### Named-object pointing records
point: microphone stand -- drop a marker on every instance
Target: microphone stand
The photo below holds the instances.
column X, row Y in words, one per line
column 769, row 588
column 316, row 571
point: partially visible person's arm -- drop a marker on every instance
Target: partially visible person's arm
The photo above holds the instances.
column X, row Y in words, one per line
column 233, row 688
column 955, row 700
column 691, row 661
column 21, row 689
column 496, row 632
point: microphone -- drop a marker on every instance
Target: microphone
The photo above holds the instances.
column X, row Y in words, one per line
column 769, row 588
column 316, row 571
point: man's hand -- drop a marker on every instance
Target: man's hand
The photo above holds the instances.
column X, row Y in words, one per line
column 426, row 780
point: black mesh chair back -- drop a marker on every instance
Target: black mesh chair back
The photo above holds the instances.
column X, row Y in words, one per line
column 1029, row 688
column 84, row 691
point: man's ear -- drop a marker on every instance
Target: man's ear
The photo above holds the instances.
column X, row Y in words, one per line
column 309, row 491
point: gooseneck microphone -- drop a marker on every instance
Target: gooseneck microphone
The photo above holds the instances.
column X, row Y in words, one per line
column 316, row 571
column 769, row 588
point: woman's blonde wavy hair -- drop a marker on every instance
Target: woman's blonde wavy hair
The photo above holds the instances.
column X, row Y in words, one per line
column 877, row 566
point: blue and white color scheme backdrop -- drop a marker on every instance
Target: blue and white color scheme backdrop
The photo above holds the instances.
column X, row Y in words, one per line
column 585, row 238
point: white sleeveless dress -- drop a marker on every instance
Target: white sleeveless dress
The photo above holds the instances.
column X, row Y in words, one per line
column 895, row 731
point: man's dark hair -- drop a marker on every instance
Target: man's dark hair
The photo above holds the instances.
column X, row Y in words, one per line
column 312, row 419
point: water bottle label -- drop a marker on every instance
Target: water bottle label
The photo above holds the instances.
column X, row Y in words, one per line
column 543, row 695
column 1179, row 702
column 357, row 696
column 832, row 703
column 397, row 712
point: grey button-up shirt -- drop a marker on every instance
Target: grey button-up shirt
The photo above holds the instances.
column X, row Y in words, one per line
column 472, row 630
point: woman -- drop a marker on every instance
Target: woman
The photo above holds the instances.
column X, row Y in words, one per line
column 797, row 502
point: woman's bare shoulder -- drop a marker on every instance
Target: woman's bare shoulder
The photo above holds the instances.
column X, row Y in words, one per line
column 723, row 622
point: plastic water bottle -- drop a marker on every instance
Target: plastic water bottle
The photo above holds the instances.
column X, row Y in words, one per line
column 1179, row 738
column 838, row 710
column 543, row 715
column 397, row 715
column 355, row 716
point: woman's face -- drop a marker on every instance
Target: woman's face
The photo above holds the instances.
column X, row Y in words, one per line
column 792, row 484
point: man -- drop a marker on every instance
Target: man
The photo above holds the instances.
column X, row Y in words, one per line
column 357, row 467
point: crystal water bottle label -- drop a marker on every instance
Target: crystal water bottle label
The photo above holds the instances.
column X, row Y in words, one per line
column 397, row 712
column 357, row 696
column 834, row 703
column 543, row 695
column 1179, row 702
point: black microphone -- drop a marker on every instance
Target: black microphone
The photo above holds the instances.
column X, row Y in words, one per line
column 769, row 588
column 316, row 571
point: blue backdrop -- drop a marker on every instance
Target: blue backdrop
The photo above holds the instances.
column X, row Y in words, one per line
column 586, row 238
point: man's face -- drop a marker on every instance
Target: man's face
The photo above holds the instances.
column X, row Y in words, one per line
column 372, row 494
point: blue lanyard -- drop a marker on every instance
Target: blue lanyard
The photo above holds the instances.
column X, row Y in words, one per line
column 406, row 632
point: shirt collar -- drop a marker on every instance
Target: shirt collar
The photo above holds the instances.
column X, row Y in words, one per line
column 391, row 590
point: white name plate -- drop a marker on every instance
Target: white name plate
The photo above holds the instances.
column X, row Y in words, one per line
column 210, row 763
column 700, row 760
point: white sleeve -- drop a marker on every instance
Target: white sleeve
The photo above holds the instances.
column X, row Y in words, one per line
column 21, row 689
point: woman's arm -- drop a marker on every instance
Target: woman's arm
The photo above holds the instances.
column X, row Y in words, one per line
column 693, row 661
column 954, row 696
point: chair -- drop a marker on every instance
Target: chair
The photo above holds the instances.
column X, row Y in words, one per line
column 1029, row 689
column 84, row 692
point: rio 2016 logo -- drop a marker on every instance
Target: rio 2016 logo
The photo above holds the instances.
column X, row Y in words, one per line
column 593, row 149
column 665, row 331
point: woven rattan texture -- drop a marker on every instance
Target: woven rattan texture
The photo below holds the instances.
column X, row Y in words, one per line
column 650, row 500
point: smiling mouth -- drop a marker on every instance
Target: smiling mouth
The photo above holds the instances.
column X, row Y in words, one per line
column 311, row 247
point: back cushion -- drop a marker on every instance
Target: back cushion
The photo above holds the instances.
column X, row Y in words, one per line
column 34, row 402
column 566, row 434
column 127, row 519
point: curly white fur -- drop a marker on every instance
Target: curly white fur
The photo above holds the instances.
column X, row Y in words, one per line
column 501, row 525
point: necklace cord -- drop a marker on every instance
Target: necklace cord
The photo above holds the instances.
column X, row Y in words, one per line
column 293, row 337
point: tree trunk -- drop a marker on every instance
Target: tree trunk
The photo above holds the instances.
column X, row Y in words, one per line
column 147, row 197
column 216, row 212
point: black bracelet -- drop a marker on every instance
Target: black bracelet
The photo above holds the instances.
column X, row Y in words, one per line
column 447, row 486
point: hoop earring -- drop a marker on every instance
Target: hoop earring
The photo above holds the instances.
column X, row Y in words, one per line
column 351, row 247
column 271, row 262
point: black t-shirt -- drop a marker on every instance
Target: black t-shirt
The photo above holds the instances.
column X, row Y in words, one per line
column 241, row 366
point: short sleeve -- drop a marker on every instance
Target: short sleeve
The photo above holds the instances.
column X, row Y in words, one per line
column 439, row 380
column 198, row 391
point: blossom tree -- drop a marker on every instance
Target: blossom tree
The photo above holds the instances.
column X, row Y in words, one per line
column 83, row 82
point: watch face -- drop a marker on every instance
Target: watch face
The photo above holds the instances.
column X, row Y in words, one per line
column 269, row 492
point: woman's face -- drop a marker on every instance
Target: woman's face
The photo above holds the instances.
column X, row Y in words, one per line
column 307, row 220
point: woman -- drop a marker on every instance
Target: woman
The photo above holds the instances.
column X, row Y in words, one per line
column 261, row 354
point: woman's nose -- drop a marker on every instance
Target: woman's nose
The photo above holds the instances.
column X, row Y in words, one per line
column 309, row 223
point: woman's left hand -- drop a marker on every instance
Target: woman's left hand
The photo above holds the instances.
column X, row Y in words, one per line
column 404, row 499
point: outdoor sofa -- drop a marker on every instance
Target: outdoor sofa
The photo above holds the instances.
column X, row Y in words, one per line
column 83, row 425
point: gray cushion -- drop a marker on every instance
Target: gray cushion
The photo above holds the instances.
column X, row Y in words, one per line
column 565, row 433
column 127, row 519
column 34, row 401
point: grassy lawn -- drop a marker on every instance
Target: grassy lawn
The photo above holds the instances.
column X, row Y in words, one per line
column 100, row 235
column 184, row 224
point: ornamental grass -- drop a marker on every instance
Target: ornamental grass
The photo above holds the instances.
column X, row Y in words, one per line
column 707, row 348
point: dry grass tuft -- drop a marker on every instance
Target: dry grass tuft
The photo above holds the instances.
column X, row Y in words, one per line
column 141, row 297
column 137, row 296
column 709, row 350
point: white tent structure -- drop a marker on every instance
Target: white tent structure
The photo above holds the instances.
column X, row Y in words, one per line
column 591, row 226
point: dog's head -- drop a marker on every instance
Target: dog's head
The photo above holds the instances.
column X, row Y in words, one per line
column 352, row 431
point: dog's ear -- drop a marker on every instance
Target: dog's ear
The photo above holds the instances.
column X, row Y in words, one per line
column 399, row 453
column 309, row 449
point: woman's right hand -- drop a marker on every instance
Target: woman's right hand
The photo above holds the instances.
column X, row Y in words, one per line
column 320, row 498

### What you are asked to do
Return exactly the lines from the one containing "point: woman's nose" through the last line of the records above, both included, and nothing else.

### Solution for this task
point: woman's nose -- drop a marker on every instance
Target: woman's nose
The photo above holds the instances.
column X, row Y in words, one per line
column 309, row 223
point: woman's left hand -- drop a marker on every instance
Target: woman's left hand
The photo above holds the instances.
column X, row Y in words, one per line
column 404, row 499
point: outdoor sofa -- drop a marker on every instance
Target: outdoor sofa
The photo above holds the instances.
column X, row Y in words, one per line
column 83, row 425
point: gray cushion -- drop a marker on every instance
Target: gray cushion
The photo above holds the instances.
column X, row Y in words, one per line
column 565, row 433
column 127, row 519
column 34, row 401
point: grassy lawn -- drop a marker on every instance
Target: grassy lawn
The photo above holds the instances.
column X, row Y in words, one per line
column 100, row 235
column 184, row 224
point: ornamental grass -- drop a marker on every instance
Target: ornamental grass
The photo above holds the instances.
column X, row Y in words, one per line
column 707, row 348
point: dry grass tuft -- drop a marker on every instance
Target: dry grass tuft
The photo above holds the instances.
column X, row Y in words, one per line
column 141, row 297
column 137, row 296
column 709, row 350
point: white tent structure -- drop a marker on every instance
Target: white tent structure
The photo above holds the instances.
column X, row Y in words, one per line
column 591, row 226
point: dog's head -- drop a marker on every instance
Target: dog's head
The photo above holds the instances.
column X, row Y in words, one per line
column 352, row 431
point: dog's ear -- drop a marker on every instance
Target: dog's ear
The photo above holds the instances.
column X, row Y in words, one per line
column 399, row 453
column 309, row 449
point: woman's right hand -- drop a marker on every instance
Target: woman's right hand
The photo above holds the instances.
column X, row Y in words, one per line
column 320, row 498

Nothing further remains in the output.